[BEGIN]

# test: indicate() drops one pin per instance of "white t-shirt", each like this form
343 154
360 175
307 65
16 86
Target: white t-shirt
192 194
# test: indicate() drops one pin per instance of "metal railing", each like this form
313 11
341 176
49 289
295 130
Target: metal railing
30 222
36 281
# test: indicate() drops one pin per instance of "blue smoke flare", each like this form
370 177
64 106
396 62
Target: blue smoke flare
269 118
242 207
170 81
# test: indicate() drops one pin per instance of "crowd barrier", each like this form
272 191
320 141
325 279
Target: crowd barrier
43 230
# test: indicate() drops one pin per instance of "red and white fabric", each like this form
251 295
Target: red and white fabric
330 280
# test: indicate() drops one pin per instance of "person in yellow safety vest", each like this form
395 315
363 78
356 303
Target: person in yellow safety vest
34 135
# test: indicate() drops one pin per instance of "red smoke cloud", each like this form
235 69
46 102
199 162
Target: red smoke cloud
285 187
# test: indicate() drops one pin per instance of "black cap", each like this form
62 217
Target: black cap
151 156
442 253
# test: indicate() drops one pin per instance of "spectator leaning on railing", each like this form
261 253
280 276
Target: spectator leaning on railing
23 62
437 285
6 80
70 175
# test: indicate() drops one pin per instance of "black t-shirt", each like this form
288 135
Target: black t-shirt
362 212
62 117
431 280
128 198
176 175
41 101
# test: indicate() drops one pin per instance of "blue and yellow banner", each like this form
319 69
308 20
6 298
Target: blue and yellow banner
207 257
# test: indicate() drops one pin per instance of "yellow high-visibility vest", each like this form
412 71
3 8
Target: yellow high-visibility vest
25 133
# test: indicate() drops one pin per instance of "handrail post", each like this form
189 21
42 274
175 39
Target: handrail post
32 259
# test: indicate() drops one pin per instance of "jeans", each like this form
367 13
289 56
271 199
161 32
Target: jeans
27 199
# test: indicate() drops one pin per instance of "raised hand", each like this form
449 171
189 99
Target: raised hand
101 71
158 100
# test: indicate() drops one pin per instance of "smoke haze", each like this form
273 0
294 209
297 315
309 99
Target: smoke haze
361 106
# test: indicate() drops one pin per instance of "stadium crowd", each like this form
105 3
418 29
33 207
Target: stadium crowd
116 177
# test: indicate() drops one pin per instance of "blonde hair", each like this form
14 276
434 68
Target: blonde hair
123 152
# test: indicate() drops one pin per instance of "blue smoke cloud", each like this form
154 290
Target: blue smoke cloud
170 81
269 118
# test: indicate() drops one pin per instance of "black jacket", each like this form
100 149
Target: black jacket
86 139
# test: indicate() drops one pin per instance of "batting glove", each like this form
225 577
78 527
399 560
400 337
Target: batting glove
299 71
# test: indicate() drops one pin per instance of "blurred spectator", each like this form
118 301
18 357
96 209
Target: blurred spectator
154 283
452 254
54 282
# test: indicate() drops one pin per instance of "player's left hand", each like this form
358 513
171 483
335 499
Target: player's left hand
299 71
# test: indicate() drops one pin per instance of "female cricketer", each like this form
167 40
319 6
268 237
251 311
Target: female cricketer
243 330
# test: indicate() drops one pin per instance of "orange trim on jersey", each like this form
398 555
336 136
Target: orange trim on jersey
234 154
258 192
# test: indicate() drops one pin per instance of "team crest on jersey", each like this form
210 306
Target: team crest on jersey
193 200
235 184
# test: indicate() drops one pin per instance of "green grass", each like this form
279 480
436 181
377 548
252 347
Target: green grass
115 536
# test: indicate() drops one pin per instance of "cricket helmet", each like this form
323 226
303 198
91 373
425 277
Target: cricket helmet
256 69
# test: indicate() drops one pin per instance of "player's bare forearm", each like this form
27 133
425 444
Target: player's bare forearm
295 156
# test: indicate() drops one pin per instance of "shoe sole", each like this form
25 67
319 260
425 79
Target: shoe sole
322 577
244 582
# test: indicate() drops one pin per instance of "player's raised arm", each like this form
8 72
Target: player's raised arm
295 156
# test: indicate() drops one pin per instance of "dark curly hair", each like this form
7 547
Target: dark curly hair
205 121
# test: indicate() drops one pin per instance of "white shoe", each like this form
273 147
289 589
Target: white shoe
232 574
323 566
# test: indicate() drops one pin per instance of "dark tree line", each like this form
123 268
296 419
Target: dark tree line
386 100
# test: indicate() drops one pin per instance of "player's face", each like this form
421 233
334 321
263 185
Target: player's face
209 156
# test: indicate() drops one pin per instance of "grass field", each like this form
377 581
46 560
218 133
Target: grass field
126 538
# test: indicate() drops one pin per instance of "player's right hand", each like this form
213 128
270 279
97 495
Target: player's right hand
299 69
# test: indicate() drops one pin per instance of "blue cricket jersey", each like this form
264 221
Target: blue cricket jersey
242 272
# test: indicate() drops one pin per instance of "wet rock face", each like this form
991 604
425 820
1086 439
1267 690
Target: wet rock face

[END]
[BEGIN]

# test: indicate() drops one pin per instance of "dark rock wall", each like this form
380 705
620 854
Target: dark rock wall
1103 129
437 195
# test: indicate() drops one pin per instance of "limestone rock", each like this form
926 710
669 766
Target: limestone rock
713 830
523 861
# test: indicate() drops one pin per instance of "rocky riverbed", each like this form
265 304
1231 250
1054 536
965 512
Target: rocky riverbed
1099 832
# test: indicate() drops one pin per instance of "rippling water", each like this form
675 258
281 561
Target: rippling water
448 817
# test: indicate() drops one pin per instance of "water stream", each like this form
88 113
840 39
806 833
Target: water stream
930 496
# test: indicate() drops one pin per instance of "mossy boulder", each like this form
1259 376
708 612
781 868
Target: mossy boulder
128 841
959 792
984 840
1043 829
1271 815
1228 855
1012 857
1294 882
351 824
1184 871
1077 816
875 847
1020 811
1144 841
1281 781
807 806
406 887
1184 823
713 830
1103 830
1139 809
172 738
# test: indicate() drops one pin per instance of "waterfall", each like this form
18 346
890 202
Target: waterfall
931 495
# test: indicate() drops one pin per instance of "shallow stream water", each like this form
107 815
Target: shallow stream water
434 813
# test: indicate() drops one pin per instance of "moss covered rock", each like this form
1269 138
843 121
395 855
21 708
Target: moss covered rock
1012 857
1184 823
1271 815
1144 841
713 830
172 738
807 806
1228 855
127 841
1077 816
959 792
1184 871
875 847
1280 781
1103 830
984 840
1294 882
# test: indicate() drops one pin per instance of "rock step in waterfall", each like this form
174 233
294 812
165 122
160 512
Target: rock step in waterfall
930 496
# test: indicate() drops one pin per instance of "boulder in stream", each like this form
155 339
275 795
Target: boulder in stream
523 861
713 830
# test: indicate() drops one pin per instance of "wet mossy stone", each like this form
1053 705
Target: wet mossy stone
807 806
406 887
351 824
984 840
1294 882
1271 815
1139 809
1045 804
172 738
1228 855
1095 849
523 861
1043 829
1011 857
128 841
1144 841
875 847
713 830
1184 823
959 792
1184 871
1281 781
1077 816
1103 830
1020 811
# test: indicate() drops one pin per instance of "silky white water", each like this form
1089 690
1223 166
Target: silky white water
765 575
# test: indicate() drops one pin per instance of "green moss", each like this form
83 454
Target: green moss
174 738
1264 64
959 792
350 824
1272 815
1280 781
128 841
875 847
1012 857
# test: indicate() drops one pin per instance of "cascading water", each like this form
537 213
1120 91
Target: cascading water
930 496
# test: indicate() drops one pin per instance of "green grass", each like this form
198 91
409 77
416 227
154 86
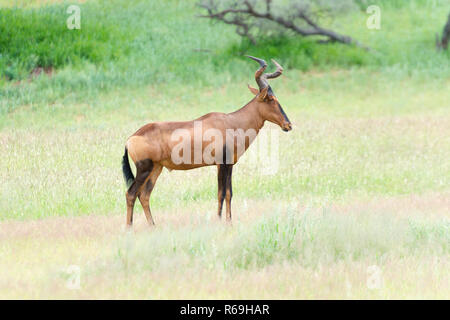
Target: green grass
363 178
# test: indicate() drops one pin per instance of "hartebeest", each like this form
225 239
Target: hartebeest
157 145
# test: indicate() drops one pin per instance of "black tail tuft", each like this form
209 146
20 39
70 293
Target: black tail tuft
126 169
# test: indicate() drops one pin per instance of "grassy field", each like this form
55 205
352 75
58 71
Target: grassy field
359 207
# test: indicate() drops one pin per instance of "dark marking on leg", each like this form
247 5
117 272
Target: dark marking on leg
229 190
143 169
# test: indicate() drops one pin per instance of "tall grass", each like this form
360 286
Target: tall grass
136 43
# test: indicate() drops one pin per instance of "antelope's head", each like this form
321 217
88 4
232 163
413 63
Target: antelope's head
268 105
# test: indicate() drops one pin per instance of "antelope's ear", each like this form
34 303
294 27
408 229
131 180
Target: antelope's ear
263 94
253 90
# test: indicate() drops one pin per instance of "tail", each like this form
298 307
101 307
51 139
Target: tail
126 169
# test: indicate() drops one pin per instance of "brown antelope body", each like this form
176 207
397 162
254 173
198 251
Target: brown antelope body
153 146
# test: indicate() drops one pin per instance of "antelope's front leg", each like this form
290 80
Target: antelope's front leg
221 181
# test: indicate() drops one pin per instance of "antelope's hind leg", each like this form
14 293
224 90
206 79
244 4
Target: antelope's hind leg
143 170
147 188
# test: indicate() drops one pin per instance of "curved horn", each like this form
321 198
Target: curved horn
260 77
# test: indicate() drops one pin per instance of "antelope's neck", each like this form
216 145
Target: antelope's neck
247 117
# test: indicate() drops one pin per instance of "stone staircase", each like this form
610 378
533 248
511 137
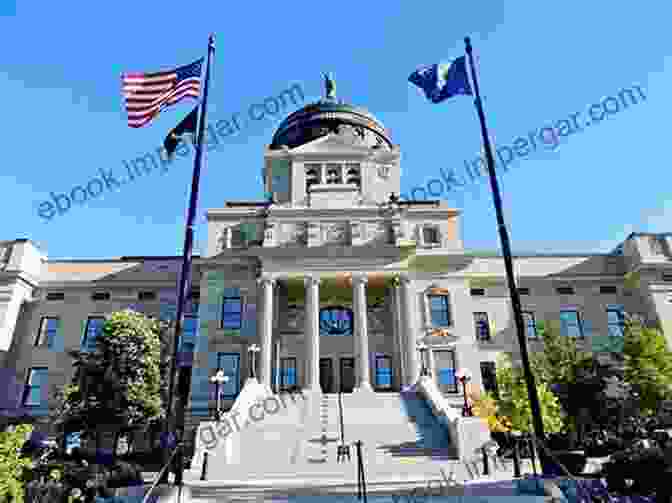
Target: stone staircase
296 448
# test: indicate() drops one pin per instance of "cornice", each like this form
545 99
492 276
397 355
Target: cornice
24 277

[END]

- _Exercise task_
Pick out every line of the listing above that contains the string "blonde", copying each one in full.

- _Reply to the exercise_
# test: indicate() drops one pin per instance of "blonde hair", each like this form
Target: blonde hair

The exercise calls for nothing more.